### Kutipan Teks
• • •

[25] RAMADHAN TRANSFORMATIF - Ahmad Sastra.com

Breaking

Minggu, 16 April 2023

[25] RAMADHAN TRANSFORMATIF



 

Oleh : Ahmad Sastra

 

Wahai orang-orang yang beriman, diwajibkan atas kamu berpuasa sebagaimana diwajibkan atas orang-orang sebelum kamu, agar kamu bertakwa. (QS. Al-Baqarah: 183). Sesungguhnya Allah tidak akan merubah nasib suatu kaum sehingga mereka merubah nasib yang ada pada diri mereka sendiri (Ar-Ra'd: 11).

 

Kebahagiaan ada pada kesyukuran kita menyambut Ramadhan, ini adalah sebuah keniscayaan. Mungkin yang sulit adalah istiqomah dalam kebahagiaan bulan Ramadhan ini. Bahagia itu sebenarnya tidak sulit.  Seringkali kita terlalu jauh mencarinya kemana-mana, padahal bahagia itu dekat.

 

Kebahagiaan ada di setiap hati orang yang senantiasa bersyukur, yaitu hati yang bisa melihat dengan jelas deretan karunia yang Allah limpahkan. Bukan hati yang sibuk menghitung apa yang tidak dimilikinya. Ramadhan adalah karunia besar dari Allah, maka sepanjang Ramadhan, orang mukmin semestinya bahagian terus menerus dan merasa sangat sedih saat ditinggal oleh tamu mulia ini.

 

Waktu-waktu pada bulan suci Ramadhan memiliki  keistimewaan tersendiri dibandingkan dengan bulan yang lainnya. Rasulullah SAW bersabda: "Telah datang Bulan Ramadhan, bulan penuh berkah, maka Allah mewajibkan kalian untuk berpuasa pada bulan itu, saat itu pintu-pintu surga dibuka, pintu-pintu neraka ditutup, para setan diikat dan pada bulan itu pula terdapat satu malam yang nilainya lebih baik dari seribu bulan." (HR. Ahmad).

 

Keistimewaan bulan Ramadhan selanjutnya yang patut diagungkan adalah karena limpahan pahala dan keberkahan. Cukup dengan memberi makan atau minum buka orang yang puasa maka mendapat pahala sebanyak pahala orang puasa tersebut. Hal ini berlandaskan dalam hadis Nabi SAW berikut : Barangsiapa memberi perbukaan (makanan atau minuman) kepada orang yang berpuasa, maka dia akan mendapat pahala seperti pahala orang yang berpuasa itu, tanpa mengurangi sedikitpun pahala orang yang berpuasa tersebut." (HR. Ahmad).

• • •

### Persyaratan Tugas
• a. Tulis ulang bagian teks tentang Ramadhan antara "Kebahagiaan ada pada" dan "tamu mulia ini.", termasuk kedua ujungnya. Ganti "hati" dengan "jiwa".
• b. Lanjutkan teks tentang Ramadhan, dimulai tepat setelah kalimat terakhirnya.

• • •

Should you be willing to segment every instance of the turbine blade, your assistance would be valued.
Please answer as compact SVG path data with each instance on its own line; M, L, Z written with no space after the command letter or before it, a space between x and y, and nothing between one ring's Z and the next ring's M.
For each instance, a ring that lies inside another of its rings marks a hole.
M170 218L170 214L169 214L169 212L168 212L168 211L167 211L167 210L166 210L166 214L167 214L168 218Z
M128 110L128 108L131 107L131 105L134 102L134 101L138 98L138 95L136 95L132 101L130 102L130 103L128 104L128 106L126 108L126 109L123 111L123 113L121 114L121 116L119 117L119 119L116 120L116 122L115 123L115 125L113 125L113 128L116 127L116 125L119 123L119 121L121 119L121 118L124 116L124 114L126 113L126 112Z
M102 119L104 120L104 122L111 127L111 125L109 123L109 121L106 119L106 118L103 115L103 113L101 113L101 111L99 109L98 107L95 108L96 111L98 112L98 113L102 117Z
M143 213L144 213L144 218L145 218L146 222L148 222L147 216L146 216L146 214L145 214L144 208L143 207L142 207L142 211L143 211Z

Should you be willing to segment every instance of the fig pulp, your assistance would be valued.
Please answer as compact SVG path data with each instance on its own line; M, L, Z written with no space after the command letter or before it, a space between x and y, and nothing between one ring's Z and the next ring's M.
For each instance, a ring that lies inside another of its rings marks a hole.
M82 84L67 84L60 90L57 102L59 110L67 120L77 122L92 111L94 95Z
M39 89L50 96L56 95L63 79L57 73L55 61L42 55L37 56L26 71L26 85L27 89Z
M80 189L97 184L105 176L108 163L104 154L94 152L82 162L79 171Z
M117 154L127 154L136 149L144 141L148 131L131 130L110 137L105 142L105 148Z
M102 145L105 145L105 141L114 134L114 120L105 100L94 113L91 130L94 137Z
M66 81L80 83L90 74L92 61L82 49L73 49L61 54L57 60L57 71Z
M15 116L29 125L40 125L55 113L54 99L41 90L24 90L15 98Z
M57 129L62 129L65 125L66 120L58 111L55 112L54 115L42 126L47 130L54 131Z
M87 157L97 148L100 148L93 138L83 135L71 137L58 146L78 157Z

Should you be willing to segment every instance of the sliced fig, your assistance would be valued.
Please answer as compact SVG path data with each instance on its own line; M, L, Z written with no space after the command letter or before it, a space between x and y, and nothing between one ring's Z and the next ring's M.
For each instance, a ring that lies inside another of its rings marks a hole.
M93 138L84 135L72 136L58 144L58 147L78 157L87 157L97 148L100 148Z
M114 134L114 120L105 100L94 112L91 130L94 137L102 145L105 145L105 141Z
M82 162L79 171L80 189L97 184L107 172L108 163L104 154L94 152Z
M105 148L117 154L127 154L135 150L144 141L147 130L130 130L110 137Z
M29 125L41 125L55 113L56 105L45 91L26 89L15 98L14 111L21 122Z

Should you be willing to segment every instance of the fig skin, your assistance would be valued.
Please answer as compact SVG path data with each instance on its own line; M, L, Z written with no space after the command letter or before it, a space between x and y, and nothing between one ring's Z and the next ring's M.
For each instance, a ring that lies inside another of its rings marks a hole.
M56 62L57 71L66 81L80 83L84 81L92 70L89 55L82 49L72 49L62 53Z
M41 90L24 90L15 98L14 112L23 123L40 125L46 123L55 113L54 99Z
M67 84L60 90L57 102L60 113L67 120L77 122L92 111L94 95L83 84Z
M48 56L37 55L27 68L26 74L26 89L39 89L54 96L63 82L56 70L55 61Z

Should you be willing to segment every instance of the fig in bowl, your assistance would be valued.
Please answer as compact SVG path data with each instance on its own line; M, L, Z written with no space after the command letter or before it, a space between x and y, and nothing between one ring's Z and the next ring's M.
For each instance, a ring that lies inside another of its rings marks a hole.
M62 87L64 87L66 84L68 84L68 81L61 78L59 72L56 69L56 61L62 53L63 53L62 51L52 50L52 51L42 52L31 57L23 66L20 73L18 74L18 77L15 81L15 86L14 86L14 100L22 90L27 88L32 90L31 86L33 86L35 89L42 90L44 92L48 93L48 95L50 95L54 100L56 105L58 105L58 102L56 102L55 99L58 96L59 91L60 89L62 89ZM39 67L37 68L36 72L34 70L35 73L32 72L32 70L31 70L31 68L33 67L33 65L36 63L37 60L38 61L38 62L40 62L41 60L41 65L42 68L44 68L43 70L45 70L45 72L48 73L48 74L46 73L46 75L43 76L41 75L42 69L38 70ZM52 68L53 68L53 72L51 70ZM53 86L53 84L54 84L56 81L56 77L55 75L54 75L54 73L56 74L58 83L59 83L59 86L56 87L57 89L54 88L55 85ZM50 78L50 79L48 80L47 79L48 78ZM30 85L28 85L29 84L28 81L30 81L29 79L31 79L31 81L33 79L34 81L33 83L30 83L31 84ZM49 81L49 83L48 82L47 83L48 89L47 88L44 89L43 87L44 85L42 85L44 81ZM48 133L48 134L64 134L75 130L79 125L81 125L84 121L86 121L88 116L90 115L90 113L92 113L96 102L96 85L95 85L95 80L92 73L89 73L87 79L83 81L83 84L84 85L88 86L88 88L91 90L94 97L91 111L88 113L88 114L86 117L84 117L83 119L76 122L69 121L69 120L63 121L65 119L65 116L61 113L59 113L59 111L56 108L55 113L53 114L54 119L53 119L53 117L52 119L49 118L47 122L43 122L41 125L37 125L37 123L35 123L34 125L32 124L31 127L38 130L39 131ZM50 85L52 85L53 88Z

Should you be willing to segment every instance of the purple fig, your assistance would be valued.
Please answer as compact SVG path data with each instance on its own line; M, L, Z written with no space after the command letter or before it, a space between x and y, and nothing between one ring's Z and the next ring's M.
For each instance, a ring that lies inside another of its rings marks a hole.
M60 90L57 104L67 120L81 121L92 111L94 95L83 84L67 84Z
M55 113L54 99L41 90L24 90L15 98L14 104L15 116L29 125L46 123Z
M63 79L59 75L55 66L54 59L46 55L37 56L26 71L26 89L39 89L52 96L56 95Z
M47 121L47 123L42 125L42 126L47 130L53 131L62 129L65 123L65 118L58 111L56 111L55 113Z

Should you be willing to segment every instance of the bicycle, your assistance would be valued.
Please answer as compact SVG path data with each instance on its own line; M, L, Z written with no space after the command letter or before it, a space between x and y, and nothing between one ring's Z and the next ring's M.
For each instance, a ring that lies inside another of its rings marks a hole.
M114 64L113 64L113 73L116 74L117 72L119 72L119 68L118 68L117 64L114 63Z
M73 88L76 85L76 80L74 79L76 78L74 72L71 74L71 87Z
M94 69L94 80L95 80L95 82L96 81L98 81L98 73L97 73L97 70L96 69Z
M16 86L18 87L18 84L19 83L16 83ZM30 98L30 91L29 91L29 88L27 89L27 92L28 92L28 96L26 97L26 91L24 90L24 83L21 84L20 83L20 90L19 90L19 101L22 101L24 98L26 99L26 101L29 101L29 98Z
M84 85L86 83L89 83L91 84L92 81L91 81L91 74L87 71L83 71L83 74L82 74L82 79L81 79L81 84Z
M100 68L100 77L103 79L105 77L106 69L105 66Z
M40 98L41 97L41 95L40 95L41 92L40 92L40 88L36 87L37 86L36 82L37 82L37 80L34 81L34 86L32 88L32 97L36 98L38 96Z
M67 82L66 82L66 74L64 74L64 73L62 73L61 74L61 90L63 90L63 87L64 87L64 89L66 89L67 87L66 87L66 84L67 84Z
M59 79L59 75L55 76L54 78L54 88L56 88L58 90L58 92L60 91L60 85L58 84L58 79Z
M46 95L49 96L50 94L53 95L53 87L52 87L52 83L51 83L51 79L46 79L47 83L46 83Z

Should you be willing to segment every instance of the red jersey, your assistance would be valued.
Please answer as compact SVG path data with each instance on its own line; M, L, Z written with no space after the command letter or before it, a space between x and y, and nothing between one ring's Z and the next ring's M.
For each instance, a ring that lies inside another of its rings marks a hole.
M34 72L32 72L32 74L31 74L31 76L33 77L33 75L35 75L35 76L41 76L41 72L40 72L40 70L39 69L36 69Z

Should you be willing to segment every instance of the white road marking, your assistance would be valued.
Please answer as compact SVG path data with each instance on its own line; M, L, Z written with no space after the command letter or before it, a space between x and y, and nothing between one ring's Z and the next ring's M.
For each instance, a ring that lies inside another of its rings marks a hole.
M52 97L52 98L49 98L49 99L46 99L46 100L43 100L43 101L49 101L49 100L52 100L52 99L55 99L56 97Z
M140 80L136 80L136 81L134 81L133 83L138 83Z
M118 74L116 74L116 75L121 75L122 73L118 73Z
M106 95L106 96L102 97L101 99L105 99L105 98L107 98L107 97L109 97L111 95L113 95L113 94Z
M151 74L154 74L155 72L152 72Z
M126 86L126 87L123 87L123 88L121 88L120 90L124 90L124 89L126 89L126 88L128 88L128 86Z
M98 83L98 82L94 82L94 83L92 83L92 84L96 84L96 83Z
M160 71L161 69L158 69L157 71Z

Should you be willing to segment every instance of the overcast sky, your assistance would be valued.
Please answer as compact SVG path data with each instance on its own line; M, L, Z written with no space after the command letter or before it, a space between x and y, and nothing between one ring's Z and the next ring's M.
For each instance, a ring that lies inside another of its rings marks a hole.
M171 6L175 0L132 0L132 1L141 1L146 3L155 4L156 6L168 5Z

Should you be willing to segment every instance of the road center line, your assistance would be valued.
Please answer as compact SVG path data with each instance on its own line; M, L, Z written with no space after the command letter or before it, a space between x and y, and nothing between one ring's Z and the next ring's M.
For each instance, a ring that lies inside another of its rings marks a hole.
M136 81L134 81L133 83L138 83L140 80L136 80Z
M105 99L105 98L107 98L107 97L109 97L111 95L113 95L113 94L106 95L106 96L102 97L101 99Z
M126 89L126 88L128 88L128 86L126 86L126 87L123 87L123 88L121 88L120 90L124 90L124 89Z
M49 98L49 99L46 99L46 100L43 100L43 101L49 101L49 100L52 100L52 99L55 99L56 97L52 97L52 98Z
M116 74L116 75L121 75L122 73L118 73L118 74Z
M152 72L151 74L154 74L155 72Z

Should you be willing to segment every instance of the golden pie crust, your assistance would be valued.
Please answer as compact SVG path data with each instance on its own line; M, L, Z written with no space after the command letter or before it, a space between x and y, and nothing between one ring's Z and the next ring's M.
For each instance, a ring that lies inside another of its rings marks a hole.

• • •

### Jawaban
• a.
Kebahagiaan ada pada kesyukuran kita menyambut Ramadhan, ini adalah sebuah keniscayaan. Mungkin yang sulit adalah istiqomah dalam kebahagiaan bulan Ramadhan ini. Bahagia itu sebenarnya tidak sulit.  Seringkali kita terlalu jauh mencarinya kemana-mana, padahal bahagia itu dekat.

 

Kebahagiaan ada di setiap jiwa orang yang senantiasa bersyukur, yaitu jiwa yang bisa melihat dengan jelas deretan karunia yang Allah limpahkan. Bukan jiwa yang sibuk menghitung apa yang tidak dimilikinya. Ramadhan adalah karunia besar dari Allah, maka sepanjang Ramadhan, orang mukmin semestinya bahagian terus menerus dan merasa sangat sedih saat ditinggal oleh tamu mulia ini.

• b.
 

Nah, tentu saja pelipatgandaan pahala bagi amal sholih yang diberikan Allah pada bulan suci Ramadhan ini bersifat umum. Karena itu sudah seharusnya umat Islam memanfaatkan bulan suci Ramadhan ini untuk memperbanyak amal sholih, bukan malah bermalas-malasan. Salah satu bentuk amal sholeh adalah dengan bertransformasi menjadi keluarga yang berbudaya literasi.

 

Sesungguhnya dalam penciptaan langit dan bumi, dan silih bergantinya malam dan siang terdapat tanda-tanda bagi orang-orang yang berakal, (yaitu) orang-orang yang mengingat Allah sambil berdiri atau duduk atau dalam keadan berbaring dan mereka memikirkan tentang penciptaan langit dan bumi (seraya berkata): "Ya Tuhan Kami, Tiadalah Engkau menciptakan ini dengan sia-sia, Maha suci Engkau, Maka peliharalah Kami dari siksa neraka. (qs Ali Imran : 190 – 191).

 

Ayat di atas menunjukkan betapa pentingnya aktivitas berpikir untuk umat Islam. Proses berfikir dalam pandangan Islam (akal) dimulai dari otak, indera, realitas dan menjadikan al Qur’an sebagai sumber informasi yang falid karena merupakan wahyu Allah SWT. Karena itu kemungkinan salah sangat kecil. Interpretasi makna ayat-ayat wahyu diserahkan kepada otoritasnya yakni mufassir, tidak oleh sembarang orang.

 

Sheikh Taqiuddin membagi proses berpikir menjadi tiga : Pertama, berfikir dangkal yakni melihat alam semesta dengan berbagai gejalanya sebatas fenomena alam yang berdiri sendiri. Pikiran dangkal hanya melihat sebatas empirisme dan inderawi. Obyek yang diindera dilihat sebagai material belaka. Ideologi materialisme komunis sosialis melihat alam semesta dalam pandangan dangkal ini. Hasilnya kaum sosialis materialis gejala perubahan alam semesta adalah gejala alamiah melalui mekanisme evolusi yakni perkembangan dan perubahan alam dalam jangka waktu yang lama tanpa ada skenario kekuatan yang lain.

 

Kedua berfikir mendalam yakni berfikir bukan sekedar empirisme dari apa yang terindera, melainkan memikirkan juga hakekat dibalik realitas yang ada. Dari cara berfikir inilah lahirnya ilmu filsafat bisa ditelusuri jejaknya. Karena itu berfikir filsafat bisa dikatakan berfikir yang mendalam.

 

Berfilsafat berarti mencari kebenaran dan hekekat dibalik realitas yang empirik atau inderawi. Tentu saja berfikir mendalam ini instrumen utamanya adalah akal manusia yang nota bene sangat terbatas. Pertanyaannya adalah apakah dengan berfikir filsafat akan mendapatkan hakekat kebenaran, tentu tidak bisa sama sekali.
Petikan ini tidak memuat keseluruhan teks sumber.